Goal: Print the whole conversation excerpt below about technology and social entrepreneurs, word for word.

Selected passage:
/---

AKHTAR BADSHAH: So, you know, Jean Philippe, when we started with supporting a non-profit, it was all about, Let’s give them a PC or access to a PC, and they will get some knowledge, some information. We didn't even have internet, right. We were carrying PCs on donkeys into villages and putting it there. Today, you have it in your hand. The technology is in your hand, and it is not just about, I just need to learn how to use Word and Excel. Today it is about the applications. How is artificial intelligence predicting environment or soil conditions so that I can grow food better? Social entrepreneurs are going there.

JP: They are. Yeah.

AKHTAR BADSHAH: Blockchain is being used to look at how do we ensure transactions are secure and in doing so, you can actually reduce financial waste and leakage. That is an impact. You are looking at kids and saying, I no longer want you to just think about Word, I actually want you to think about 3D printing. Because with 3D printing, you can actually change the way in which you come up with products, which may be prosthetics, which you've talked about, which could be building materials, which could be anything. I mean, today. 3D printing is being used to build a rocket to go to space. So how we think about technology has become so central to our lives. And what I worry about is that you have the super haves, people who understand this technology and the super have nots that have absolutely no idea this exists. And I think social entrepreneurs and people in Microsoft and others should become the bridges. They are the bridge that can actually translate this technology into use where it is needed most. Whether I get a 3D printed house or not is… It's great, but it is not life saving. But if you can actually get a 3D printed house for $10,000 for a person whose home has been destroyed by a hurricane or an earthquake? Wow. That's transformational. But they don't know how to do it.

\---

Source material:
/---

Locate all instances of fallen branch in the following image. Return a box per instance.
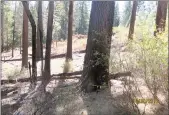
[1,71,131,85]
[109,71,131,79]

\---

Exercise response:
AKHTAR BADSHAH: So, you know, Jean Philippe, when we started with supporting a non-profit, it was all about, Let’s give them a PC or access to a PC, and they will get some knowledge, some information. We didn't even have internet, right. We were carrying PCs on donkeys into villages and putting it there. Today, you have it in your hand. The technology is in your hand, and it is not just about, I just need to learn how to use Word and Excel. Today it is about the applications. How is artificial intelligence predicting environment or soil conditions so that I can grow food better? Social entrepreneurs are going there.

JP: They are. Yeah.

AKHTAR BADSHAH: Blockchain is being used to look at how do we ensure transactions are secure and in doing so, you can actually reduce financial waste and leakage. That is an impact. You are looking at kids and saying, I no longer want you to just think about Word, I actually want you to think about 3D printing. Because with 3D printing, you can actually change the way in which you come up with products, which may be prosthetics, which you've talked about, which could be building materials, which could be anything. I mean, today. 3D printing is being used to build a rocket to go to space. So how we think about technology has become so central to our lives. And what I worry about is that you have the super haves, people who understand this technology and the super have nots that have absolutely no idea this exists. And I think social entrepreneurs and people in Microsoft and others should become the bridges. They are the bridge that can actually translate this technology into use where it is needed most. Whether I get a 3D printed house or not is… It's great, but it is not life saving. But if you can actually get a 3D printed house for $10,000 for a person whose home has been destroyed by a hurricane or an earthquake? Wow. That's transformational. But they don't know how to do it.